_ESTRATTO:_
****************
Pallaoro ha raccontato che il colpo di fulmine per l’attrice è avvenuto quando l’ha vista per la prima volta su grande schermo nel film La caduta degli Dei, di Luchino Visconti. “Ho cominciato a seguire la sua carriera sognando di poter un giorno lavorare con lei. Quando le ho inviato la sceneggiatura e una copia di Medeas si è detta disponibile a incontrarmi a Parigi, quello è stato l’inizio di un’amicizia e collaborazione artistica importante che ha permesso al personaggio di crescere molto. Charlotte mi ha insegnato moltissimo, è un’artista che scava all’interno del mondo interiore del personaggio alla ricerca di verità con grande generosità e coraggio”.
“Per me, era chiarissimo che soltanto Charlotte e nessun altra poteva essere Hannah – ha aggiunto il regista italiano, che in primavera girerà “Monica”, secondo atto della trilogia incominciata proprio con “Hannah” -. Senza di lei questo film non ci sarebbe stato, o sarebbe stato tutto un altro film”.
****************
_DATI ESTRATTI:_
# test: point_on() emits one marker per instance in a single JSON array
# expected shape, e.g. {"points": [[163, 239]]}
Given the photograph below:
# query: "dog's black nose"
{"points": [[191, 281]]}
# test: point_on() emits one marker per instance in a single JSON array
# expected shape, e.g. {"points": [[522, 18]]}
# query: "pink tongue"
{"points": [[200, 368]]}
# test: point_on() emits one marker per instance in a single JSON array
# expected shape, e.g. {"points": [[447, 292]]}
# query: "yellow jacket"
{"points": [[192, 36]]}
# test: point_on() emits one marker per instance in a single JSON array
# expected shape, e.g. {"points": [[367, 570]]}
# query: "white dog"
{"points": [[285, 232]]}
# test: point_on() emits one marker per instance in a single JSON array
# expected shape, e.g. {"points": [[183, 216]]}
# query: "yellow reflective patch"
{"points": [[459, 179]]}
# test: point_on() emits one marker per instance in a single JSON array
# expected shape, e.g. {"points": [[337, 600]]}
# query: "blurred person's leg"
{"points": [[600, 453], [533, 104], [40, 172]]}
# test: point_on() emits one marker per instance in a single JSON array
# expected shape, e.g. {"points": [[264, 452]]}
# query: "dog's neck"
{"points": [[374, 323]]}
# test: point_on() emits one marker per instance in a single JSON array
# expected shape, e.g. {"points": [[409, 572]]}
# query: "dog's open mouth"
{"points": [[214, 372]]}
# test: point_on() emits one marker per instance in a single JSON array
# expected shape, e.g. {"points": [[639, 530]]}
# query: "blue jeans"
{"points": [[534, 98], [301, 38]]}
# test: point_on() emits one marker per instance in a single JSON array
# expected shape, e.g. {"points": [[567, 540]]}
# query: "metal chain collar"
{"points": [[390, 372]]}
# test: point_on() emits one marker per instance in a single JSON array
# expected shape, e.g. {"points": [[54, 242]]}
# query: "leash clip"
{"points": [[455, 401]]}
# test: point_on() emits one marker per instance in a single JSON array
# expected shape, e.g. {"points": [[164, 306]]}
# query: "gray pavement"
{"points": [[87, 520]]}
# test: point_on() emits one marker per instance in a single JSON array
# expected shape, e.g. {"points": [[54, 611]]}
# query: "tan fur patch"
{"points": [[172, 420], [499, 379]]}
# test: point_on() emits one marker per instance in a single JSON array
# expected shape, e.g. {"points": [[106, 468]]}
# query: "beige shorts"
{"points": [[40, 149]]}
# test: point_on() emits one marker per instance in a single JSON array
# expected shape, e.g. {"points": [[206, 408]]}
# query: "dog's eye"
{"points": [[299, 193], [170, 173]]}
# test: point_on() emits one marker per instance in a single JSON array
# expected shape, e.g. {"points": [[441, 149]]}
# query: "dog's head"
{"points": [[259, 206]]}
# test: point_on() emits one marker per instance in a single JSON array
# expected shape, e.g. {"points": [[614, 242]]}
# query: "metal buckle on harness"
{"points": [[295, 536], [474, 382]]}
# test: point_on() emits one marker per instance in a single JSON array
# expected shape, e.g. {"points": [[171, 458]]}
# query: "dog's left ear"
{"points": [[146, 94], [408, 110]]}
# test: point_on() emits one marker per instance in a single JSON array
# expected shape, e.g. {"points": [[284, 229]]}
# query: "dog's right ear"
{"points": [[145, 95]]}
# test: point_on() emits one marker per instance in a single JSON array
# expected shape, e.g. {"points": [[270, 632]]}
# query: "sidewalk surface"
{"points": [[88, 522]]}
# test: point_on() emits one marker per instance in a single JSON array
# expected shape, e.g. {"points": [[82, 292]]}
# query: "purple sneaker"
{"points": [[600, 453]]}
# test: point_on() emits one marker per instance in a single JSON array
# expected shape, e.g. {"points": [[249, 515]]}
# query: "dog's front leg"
****************
_REQUISITI DELL'ESERCIZIO:_
[1] Verifica se ciascuna affermazione concorda con l'estratto. Rispondi sì o no e cita alla lettera le parole decisive. (a) Il regista ha visto l'attrice per la prima volta sul grande schermo nel film La caduta degli Dei. (b) Il primo incontro tra il regista e l'attrice è avvenuto a Roma. (c) "Monica" è il primo atto della trilogia.
[2] Indica quante righe dei record contengono la stringa "metal". Riporta soltanto il numero.

_PROBLEMI RISOLTI:_
[1]
(a) Sì: "l’ha vista per la prima volta su grande schermo nel film La caduta degli Dei".
(b) No: "si è detta disponibile a incontrarmi a Parigi".
(c) No: "“Monica”, secondo atto della trilogia".

[2] 2